Copy out exactly the lines from the one containing "Target: building facade" to the end of the records below, both included, and nothing else.

■ **Items from a dataset**

******************************

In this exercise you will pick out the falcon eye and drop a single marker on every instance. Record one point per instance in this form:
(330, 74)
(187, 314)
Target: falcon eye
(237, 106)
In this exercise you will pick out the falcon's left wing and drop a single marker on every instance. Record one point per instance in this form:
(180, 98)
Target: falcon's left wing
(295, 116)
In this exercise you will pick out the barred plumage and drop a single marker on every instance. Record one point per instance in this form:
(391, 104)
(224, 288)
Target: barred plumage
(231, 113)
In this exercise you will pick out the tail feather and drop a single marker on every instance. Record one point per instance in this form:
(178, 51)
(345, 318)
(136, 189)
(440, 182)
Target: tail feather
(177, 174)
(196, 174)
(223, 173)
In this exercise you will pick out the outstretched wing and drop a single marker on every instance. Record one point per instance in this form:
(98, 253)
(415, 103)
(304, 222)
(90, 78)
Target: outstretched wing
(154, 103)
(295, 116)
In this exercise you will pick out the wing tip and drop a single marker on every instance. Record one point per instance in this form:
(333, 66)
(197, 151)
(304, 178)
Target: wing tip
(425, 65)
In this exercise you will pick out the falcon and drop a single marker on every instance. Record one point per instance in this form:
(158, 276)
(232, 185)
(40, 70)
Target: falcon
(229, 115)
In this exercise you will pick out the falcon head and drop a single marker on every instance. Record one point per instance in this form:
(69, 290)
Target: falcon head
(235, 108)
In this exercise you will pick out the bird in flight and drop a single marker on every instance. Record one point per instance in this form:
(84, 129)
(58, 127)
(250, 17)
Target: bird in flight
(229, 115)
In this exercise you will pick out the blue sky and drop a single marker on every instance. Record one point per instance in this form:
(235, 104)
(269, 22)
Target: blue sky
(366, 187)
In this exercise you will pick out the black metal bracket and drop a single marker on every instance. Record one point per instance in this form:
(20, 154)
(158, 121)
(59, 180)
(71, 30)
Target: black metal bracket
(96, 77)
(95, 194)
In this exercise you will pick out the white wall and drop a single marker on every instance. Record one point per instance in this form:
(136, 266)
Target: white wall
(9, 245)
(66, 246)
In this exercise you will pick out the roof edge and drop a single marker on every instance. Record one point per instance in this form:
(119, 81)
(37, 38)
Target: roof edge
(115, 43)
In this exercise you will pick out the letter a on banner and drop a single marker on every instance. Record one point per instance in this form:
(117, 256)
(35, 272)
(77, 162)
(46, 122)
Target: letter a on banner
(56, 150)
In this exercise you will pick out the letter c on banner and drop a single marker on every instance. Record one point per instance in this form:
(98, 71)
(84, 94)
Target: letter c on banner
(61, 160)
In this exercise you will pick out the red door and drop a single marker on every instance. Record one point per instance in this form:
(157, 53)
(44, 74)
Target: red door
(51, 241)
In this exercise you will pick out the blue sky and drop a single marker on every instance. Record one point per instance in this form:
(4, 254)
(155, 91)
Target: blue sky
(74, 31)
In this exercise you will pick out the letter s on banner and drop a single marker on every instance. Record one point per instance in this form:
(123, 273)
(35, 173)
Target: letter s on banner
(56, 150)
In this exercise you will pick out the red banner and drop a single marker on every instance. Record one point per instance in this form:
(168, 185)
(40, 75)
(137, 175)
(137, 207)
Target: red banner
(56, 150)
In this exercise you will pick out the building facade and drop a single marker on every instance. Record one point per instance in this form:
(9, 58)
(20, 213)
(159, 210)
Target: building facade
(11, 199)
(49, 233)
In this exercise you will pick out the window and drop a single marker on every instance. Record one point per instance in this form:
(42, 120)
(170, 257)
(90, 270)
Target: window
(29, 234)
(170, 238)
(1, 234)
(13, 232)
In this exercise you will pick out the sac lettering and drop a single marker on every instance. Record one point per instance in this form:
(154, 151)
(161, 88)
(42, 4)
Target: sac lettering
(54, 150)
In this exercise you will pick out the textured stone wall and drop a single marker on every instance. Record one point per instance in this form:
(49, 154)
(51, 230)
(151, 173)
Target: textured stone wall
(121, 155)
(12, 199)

******************************

■ **Exercise output**
Target: building facade
(11, 199)
(49, 233)
In this exercise you will pick out the window and drop a single marker on every instance. Record one point per instance in this form:
(42, 120)
(170, 257)
(90, 270)
Target: window
(29, 234)
(170, 238)
(1, 234)
(13, 232)
In this exercise you will pick out the sac lettering and drop a single marker on every instance. Record one point per instance in this form:
(154, 151)
(161, 88)
(42, 4)
Target: sac lettering
(54, 150)
In this exercise you will pick out the textured stone wall and drop a single marker on every instance. Record one point per instance in this form:
(49, 154)
(51, 230)
(151, 173)
Target: textured stone wall
(121, 155)
(12, 199)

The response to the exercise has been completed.